_Task statement_
Can you set down the passage below in full, word for word?

_Document passage_
We felt the love and strength of the entire Fellowship as we were given time to meet and love our newest soul. They loved our...energetic children--enlivened even more by Christmas and vacation and the arrival of a new brother. They loved my brother, who has come to fill a spot as one of my closest friends, and they prayed for us and gave and gave and gave. They have made this time a sacred one, filled with the touch of the other, more eternal world.


And I have been once again proven how little I actually know. I didn’t think it was possible increase in my love for Kathleen so much in such a small amount of time, but I have.

I spend more time in awe of her Magic than any other person in this world--I delight in studying her ability to love. But friends, I had no idea. I don’t know how long it may take for me to understand the mastery I have seen over the past three days; I don’t know if I ever will, but I can’t wait to try. She has been the purest version of Kathleen I have ever seen--fighting through every trick the Curse vainly attempted to sling her way.



She has been invincible.







For all the worries and troubles the world is facing, know that people like Kathleen haven’t given up. They are fighting, and they are bringing up hearts and souls saturated with their mastery of love and kindness and hope. They are fighting, and I pity any force attempting to stand in their way.


They are fighting.


They are real.







And they are Magic.


Thursday, November 15, 2018

Chicken Run

Jesse built me a beautiful little house for our chicky-poos, and I couldn't love it more. now that that one little corner of the yard is done, I can suddenly see where everything will go someday. Things always happen so much slower than I'd like. Or so I think.

(Natural-language object grounding data)
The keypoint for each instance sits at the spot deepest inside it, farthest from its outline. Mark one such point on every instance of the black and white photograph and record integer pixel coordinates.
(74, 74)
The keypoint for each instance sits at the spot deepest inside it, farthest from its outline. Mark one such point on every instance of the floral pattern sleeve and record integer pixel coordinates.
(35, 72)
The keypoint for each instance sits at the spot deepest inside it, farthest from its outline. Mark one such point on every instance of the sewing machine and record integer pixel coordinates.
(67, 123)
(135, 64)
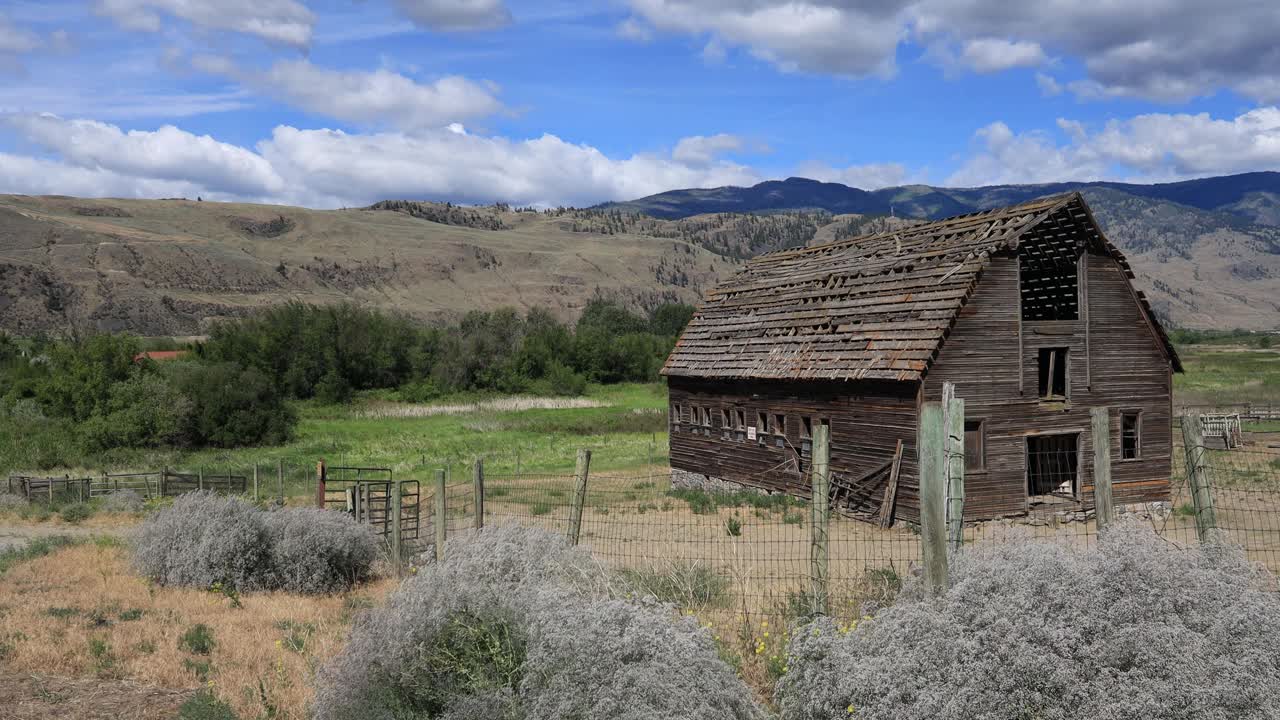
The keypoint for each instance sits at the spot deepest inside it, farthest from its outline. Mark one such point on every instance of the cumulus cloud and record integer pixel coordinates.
(992, 54)
(456, 14)
(167, 154)
(1156, 49)
(332, 168)
(1147, 147)
(872, 176)
(284, 22)
(795, 35)
(382, 96)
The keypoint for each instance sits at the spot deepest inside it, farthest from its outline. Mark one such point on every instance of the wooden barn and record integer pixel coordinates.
(1027, 309)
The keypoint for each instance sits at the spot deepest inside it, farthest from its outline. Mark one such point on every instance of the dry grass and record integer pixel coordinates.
(83, 613)
(513, 404)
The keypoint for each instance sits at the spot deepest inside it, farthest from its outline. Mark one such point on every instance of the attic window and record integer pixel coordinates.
(1050, 279)
(1054, 373)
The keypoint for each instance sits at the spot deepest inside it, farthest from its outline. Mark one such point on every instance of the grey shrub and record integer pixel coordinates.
(1134, 629)
(122, 501)
(318, 551)
(202, 540)
(517, 625)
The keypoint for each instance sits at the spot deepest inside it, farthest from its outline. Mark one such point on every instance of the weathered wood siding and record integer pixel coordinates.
(1124, 369)
(867, 420)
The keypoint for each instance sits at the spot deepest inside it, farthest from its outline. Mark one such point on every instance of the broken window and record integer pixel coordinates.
(1054, 373)
(974, 446)
(1130, 436)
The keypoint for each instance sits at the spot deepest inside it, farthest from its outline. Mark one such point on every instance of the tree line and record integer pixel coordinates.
(101, 392)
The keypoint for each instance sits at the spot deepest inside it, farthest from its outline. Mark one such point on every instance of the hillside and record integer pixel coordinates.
(1207, 253)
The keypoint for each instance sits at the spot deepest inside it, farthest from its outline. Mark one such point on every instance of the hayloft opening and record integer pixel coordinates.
(1052, 465)
(1048, 272)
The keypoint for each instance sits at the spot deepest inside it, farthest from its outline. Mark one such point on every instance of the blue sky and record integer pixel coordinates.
(343, 101)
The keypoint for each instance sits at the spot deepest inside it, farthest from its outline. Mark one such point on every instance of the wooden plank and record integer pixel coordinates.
(886, 516)
(932, 468)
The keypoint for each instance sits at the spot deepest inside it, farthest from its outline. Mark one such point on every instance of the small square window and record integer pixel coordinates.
(1054, 364)
(974, 446)
(1130, 436)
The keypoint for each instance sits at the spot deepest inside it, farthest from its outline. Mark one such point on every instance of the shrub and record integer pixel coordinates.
(122, 501)
(76, 513)
(202, 540)
(515, 624)
(1136, 628)
(316, 551)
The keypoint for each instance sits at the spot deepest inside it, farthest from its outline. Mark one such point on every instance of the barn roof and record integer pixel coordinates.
(877, 306)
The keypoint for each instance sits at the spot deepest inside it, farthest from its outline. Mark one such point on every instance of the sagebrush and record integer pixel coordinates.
(1134, 629)
(205, 541)
(517, 625)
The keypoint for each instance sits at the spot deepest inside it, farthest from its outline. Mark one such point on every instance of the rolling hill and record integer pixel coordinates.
(1206, 251)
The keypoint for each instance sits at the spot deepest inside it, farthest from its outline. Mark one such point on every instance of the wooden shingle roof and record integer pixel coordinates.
(876, 306)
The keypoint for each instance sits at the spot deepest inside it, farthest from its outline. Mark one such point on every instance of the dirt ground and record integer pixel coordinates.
(40, 697)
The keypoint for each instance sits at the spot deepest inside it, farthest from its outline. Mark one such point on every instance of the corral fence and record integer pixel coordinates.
(766, 554)
(159, 483)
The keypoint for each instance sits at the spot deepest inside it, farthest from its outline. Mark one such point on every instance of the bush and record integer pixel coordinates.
(515, 624)
(316, 551)
(202, 540)
(122, 501)
(76, 513)
(1133, 629)
(206, 541)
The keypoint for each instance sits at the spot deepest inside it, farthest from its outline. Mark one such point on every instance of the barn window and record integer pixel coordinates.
(1052, 373)
(1130, 436)
(974, 446)
(1048, 274)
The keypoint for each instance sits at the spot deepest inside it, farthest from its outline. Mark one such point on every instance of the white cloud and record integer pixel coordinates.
(456, 14)
(795, 35)
(1048, 86)
(284, 22)
(370, 98)
(635, 30)
(165, 154)
(16, 40)
(1147, 147)
(872, 176)
(333, 168)
(992, 54)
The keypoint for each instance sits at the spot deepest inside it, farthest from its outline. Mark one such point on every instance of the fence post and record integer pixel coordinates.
(479, 492)
(1197, 473)
(819, 518)
(575, 511)
(397, 500)
(320, 482)
(440, 529)
(954, 413)
(933, 496)
(1104, 502)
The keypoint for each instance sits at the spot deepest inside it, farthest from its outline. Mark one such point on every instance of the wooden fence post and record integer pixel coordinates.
(1197, 474)
(933, 496)
(320, 483)
(479, 493)
(952, 410)
(440, 529)
(575, 511)
(819, 518)
(397, 504)
(1104, 502)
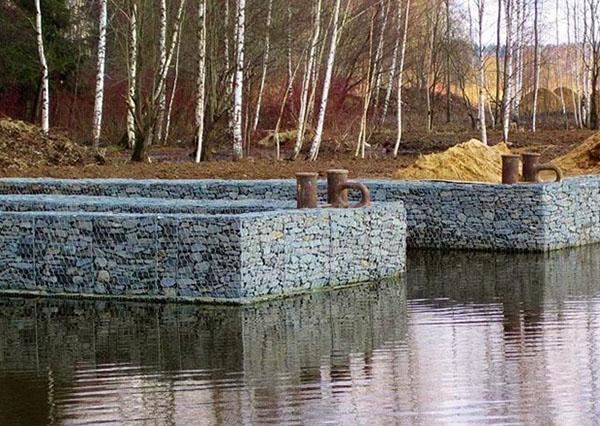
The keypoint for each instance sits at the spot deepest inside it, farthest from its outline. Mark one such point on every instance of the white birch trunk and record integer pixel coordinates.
(371, 66)
(164, 70)
(506, 101)
(536, 65)
(201, 79)
(162, 42)
(481, 66)
(393, 67)
(173, 92)
(226, 36)
(316, 143)
(306, 82)
(265, 67)
(401, 78)
(289, 46)
(44, 66)
(238, 90)
(99, 99)
(377, 72)
(558, 69)
(132, 77)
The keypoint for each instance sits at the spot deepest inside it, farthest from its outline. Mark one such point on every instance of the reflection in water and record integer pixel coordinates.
(463, 337)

_Answer space_
We felt the love and strength of the entire Fellowship as we were given time to meet and love our newest soul. They loved our...energetic children--enlivened even more by Christmas and vacation and the arrival of a new brother. They loved my brother, who has come to fill a spot as one of my closest friends, and they prayed for us and gave and gave and gave. They have made this time a sacred one, filled with the touch of the other, more eternal world.


And I have been once again proven how little I actually know. I didn’t think it was possible increase in my love for Kathleen so much in such a small amount of time, but I have.

I spend more time in awe of her Magic than any other person in this world--I delight in studying her ability to love. But friends, I had no idea. I don’t know how long it may take for me to understand the mastery I have seen over the past three days; I don’t know if I ever will, but I can’t wait to try. She has been the purest version of Kathleen I have ever seen--fighting through every trick the Curse vainly attempted to sling her way.



She has been invincible.







For all the worries and troubles the world is facing, know that people like Kathleen haven’t given up. They are fighting, and they are bringing up hearts and souls saturated with their mastery of love and kindness and hope. They are fighting, and I pity any force attempting to stand in their way.


They are fighting.


They are real.







And they are Magic.


Thursday, November 15, 2018

Chicken Run

Jesse built me a beautiful little house for our chicky-poos, and I couldn't love it more. now that that one little corner of the yard is done, I can suddenly see where everything will go someday. Things always happen so much slower than I'd like. Or so I think.